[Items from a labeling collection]
____________________

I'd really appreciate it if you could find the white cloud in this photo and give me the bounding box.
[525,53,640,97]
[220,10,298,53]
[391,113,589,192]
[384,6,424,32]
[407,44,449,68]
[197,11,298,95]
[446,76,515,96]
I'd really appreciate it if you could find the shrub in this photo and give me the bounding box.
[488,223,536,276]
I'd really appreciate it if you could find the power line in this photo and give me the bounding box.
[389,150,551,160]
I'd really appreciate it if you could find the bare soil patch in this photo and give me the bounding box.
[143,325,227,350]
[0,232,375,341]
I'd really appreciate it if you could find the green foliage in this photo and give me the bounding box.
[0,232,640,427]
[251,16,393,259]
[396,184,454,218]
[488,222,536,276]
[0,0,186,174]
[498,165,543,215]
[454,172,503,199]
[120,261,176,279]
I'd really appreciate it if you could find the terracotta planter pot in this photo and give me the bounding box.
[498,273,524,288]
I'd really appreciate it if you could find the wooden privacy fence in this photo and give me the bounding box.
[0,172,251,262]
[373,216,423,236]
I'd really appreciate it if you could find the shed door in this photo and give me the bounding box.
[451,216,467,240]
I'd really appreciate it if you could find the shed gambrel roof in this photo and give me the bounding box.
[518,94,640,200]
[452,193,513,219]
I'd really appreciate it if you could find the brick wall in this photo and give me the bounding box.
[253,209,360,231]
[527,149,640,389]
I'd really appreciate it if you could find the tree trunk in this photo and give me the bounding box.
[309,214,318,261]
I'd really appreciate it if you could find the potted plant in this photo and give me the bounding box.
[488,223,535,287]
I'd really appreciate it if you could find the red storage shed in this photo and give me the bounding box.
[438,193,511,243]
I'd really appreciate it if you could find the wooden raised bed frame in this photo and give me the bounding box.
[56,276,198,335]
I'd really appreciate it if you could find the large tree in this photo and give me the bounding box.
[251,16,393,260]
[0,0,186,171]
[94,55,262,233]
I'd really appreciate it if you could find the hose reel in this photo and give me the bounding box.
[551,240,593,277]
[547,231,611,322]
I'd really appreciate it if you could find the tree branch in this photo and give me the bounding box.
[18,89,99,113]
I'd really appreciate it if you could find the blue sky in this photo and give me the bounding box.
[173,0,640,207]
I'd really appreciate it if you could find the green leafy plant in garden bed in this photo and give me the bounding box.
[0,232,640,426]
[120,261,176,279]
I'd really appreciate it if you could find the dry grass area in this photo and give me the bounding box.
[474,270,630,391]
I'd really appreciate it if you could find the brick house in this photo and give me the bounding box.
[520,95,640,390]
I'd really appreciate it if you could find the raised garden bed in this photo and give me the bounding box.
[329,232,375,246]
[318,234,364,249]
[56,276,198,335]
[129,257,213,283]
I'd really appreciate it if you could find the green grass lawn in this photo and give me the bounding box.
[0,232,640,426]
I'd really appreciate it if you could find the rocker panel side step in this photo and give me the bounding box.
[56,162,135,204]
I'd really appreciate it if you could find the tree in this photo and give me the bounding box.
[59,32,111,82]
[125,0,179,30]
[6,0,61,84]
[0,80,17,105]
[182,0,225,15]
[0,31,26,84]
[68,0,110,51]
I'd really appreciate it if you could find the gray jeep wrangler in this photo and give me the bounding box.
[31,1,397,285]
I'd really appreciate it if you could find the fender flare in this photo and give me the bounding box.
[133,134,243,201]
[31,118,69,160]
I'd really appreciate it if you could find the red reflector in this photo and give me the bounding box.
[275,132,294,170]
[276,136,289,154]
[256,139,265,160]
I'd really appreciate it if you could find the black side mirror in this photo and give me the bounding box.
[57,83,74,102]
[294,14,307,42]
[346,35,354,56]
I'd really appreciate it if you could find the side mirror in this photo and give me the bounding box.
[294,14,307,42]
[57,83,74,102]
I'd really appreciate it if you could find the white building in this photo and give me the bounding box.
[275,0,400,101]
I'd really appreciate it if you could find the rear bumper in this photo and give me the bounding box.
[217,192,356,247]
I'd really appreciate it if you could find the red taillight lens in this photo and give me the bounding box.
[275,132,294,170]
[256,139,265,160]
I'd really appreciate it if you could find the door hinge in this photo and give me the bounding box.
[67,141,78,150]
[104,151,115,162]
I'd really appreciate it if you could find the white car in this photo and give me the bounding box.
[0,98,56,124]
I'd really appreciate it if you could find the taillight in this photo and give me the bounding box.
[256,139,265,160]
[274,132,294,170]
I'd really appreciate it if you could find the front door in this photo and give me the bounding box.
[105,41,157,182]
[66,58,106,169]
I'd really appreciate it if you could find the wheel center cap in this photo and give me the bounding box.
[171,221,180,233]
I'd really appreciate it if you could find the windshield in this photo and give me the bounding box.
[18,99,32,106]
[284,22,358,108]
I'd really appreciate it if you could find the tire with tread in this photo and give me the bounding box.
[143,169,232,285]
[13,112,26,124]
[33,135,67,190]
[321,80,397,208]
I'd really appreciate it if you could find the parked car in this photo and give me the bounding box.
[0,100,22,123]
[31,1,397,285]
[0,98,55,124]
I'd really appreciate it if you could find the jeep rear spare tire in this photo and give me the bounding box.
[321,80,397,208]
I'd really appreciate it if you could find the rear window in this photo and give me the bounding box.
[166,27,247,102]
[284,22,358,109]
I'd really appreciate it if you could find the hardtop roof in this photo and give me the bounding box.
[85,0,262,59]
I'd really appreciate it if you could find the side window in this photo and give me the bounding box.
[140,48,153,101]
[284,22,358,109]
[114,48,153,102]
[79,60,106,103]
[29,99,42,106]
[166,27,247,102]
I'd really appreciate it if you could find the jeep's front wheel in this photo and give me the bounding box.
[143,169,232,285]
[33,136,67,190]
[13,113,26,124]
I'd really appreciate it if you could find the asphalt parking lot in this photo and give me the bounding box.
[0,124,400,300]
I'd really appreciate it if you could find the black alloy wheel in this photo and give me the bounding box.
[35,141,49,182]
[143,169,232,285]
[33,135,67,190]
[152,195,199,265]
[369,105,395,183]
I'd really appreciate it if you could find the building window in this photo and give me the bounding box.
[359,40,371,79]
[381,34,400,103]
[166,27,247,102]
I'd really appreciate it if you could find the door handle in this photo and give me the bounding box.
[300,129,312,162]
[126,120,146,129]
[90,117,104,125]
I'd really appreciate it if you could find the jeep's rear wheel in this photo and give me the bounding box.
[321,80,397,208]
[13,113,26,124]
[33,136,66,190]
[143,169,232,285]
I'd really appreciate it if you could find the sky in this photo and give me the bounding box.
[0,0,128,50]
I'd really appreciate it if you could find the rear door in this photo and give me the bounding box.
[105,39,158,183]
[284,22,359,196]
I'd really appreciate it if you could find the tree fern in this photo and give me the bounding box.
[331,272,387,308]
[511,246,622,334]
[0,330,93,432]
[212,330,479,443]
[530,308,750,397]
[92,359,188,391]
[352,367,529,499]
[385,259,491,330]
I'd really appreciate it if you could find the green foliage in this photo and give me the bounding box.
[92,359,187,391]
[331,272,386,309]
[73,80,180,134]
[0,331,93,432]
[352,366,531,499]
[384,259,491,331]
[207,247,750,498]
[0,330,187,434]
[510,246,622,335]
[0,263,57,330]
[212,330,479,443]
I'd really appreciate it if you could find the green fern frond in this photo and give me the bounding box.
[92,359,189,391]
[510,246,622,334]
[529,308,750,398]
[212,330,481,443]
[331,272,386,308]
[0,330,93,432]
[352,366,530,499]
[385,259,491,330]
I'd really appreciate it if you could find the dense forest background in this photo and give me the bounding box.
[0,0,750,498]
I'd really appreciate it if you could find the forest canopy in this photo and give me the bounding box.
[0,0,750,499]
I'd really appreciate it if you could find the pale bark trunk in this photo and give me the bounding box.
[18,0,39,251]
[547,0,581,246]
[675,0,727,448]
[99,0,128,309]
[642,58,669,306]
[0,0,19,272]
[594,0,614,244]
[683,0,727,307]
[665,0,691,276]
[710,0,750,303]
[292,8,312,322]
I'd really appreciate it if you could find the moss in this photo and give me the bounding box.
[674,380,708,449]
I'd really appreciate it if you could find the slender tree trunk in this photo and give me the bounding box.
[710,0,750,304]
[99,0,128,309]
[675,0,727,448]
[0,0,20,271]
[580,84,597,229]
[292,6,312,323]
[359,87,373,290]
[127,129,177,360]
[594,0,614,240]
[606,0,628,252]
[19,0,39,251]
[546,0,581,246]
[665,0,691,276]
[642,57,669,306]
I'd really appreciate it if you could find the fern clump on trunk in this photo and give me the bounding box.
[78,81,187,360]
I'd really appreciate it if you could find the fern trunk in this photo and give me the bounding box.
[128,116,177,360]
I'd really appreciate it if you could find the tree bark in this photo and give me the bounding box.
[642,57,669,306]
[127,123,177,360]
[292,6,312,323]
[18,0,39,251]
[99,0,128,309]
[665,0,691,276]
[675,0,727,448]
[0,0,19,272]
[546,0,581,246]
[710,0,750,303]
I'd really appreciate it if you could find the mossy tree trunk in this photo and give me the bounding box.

____________________

[WORK REQUIRED] Could you rewrite the stretch from the line containing "I'd really appreciate it if you could find the taillight" through the line containing "[171,221,180,233]", putting "main entrance" in place of "front door" and keeping everything else the same?

[EXERCISE RESPONSE]
I'd really appreciate it if you could find the taillight in this photo and give me the bounding box.
[256,139,265,160]
[274,132,294,170]
I'd really appreciate it if you could find the main entrance in this photo and give me the bounding box.
[105,41,157,182]
[66,58,106,169]
I'd really appreciate it if you could find the wheel center cap in this photo and give me the bounding box.
[171,221,180,233]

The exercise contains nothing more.